- [STUDY QUESTIONS]
A: List the principles that the passage on moral principles names as ones people have died for or given their lives to.
B: Write the next part of the passage on moral principles, starting after its final sentence.

- [PASSAGE TO READ]

--- --- ---

That moral principles are useful and help us survive suggests that there ought to be moral principles. This does not mean we also have to like the reasons why we ought to have moral principles . I agree with you that giving survival as a reason to have moral principles is neither interesting nor intellectually sexy. But at least some of us can relate to survival, but few of us can relate to some high powered logical principle.

That there are moral principles is not in doubt. There are libraries full of books telling us that there are moral principles . Thousands if not millions of people have died or gave their life to such principles as freedom, democracy, rule of law and what have you. What is more interesting is whether all moral principles have the same status. Are there moral principles that are more fundamental and basic than others? Is there a moral principle that is the holy grail to all, or at the very least, first amongst equals?

I have argued that knowledge and information are one of the sources of moral principles . We also know that that knowledge and information are some of the few things that are very resistant to degenerative principles known by us, such as the law of diminishing returns which does not seem to apply to knowledge and information. The issue of information overload is a problem with us and not with knowledge and information. I will leave it to scientists to tell us whether determined chaos, thermodynamics and black holes irrevocably destroy information.

For our purposes, what matters is that as far as we are concerned knowledge and information are limitless and basic. Limitless in the sense that we can never know enough and limitless in the sense of knowledge is non ending. Basic in the sense that DNA is information and in the sense that without DNA there won't be life as we know it. From my point of view, if there is to be a master moral principle, it ought to be a right and the freedom to knowledge and information; I shall call this moral principle, intellectual freedom. This does not mean the freedom to say whatever we want, but the freedom to argue the truth without hindrance or malice and with complete access to knowledge and information as required.

--- --- ---

- [INFORMATION GIVEN]
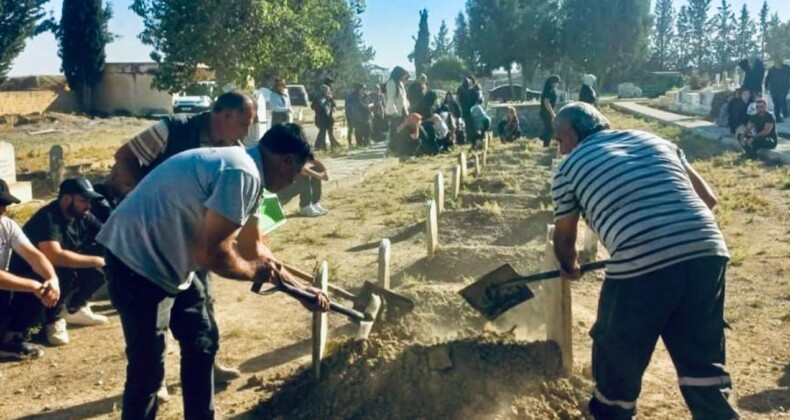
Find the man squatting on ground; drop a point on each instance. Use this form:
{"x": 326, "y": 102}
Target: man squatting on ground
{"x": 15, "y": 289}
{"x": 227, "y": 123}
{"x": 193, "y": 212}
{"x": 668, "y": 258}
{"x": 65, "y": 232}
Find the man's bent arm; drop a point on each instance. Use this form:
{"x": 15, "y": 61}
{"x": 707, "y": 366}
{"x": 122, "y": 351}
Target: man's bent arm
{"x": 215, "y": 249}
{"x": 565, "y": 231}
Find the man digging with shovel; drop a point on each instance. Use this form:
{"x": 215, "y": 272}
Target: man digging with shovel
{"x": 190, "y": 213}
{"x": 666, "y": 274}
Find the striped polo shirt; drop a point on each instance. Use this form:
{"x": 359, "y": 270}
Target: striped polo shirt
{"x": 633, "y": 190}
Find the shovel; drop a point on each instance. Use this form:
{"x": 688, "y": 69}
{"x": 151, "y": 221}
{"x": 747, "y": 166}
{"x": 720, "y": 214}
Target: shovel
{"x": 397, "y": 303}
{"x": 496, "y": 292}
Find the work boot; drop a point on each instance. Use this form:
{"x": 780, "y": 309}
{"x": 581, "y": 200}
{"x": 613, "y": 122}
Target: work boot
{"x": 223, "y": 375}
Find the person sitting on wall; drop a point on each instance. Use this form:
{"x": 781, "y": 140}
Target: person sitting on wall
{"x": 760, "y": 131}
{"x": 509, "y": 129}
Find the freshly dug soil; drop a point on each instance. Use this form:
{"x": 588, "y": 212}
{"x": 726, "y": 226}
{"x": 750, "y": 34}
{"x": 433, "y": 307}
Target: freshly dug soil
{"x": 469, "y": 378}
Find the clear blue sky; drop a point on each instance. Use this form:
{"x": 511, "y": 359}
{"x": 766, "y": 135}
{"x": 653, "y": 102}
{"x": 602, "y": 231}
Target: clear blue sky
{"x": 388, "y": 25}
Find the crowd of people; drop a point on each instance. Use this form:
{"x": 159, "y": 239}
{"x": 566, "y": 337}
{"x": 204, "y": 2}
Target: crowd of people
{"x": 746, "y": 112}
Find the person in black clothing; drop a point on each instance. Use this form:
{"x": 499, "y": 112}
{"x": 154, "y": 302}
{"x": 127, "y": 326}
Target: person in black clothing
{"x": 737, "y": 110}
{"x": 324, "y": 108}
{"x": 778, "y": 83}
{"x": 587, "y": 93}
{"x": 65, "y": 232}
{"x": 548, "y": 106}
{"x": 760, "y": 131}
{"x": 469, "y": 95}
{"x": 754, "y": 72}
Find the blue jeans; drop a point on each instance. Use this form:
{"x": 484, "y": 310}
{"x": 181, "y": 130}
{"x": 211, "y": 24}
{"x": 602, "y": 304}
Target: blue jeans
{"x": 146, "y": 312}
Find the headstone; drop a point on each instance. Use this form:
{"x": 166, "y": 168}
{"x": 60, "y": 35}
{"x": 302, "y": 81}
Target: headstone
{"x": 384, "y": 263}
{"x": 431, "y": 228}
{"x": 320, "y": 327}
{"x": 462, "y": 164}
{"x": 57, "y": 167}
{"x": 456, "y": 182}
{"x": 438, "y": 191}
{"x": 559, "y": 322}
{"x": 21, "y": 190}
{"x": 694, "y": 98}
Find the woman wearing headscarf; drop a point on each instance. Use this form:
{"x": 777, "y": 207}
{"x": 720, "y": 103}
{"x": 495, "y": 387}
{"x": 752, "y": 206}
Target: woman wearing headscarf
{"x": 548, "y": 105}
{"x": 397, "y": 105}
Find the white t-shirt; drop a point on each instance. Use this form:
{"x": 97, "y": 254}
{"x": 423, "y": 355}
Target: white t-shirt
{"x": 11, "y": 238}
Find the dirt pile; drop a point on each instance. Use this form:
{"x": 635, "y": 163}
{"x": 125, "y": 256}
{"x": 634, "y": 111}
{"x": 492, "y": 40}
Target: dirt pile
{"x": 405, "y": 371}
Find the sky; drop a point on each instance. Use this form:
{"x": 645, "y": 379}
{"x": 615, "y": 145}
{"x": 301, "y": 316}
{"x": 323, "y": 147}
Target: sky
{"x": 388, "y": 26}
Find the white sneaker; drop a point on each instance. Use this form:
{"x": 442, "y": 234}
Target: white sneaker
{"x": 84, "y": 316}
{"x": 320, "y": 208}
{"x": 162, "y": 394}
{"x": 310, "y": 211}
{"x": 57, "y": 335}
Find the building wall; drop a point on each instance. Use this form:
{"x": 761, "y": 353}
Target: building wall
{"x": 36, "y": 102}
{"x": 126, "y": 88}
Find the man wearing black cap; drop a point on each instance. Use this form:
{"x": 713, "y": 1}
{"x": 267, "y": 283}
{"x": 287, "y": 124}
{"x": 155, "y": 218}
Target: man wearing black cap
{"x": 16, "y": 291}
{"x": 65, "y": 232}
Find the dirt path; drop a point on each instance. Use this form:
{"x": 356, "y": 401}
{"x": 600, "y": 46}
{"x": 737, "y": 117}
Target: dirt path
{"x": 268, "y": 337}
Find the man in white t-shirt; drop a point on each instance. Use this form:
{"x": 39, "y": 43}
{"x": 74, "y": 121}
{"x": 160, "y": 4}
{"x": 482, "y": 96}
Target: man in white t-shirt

--- --- ---

- [ANSWER LIST]
A: freedom, democracy, rule of law

B:
Finally, how should we understand the empirical question: are moral principles followed? Earlier I suggested that although moral principles are universal they are not always universally applied. But universalisability should not be understood with the strong meaning of not having instances of negatives. For example, no injustice, no poverty, no war and so on. The way we should read universalisability is by applying moral principles without prejudice, bias and in all applicable cases. If, therefore, we all had access to the same unbiased knowledge and information we'd all be in a better position to know what ought to be done. It is not a coincidence that totalitarian states tend to be secretive, manipulate and control information and now a days also prevent access to the internet. I suggest that this is evidence enough on how important information and knowledge are.

So the way we answer the empirical question depends on how we treat moral principles. If we treat moral principles as some ingredient in a recipe for utopia then it shouldn't come as a surprise if moral principles are not regularly followed. However, if we treat moral principles as a theoretical standard, a sort of gold standard or benchmarking, then we have a model to compare reality with the gold standard. In a way, we can perform a hypothesis testing between the gold standard and the empirical evidence from the field on how moral principles are applied. This clearly and firmly puts moral principles to the rigors of the scientific method. In this way we know for sure how much and by how much moral principles are being followed and if needs be do something about it. For example, if we take the hypothesis that all nations ought to have a state and then go and see how many nations do actually have a state, we can then see how well the evidence fits the hypothesis. Once we have full access to unbiased information, in the same way we have unbiased information about black holes, we can systematically analyse our results to account for any discrepancies. Any alternative would be the equivalent of building a mare's nest with woolly thinking.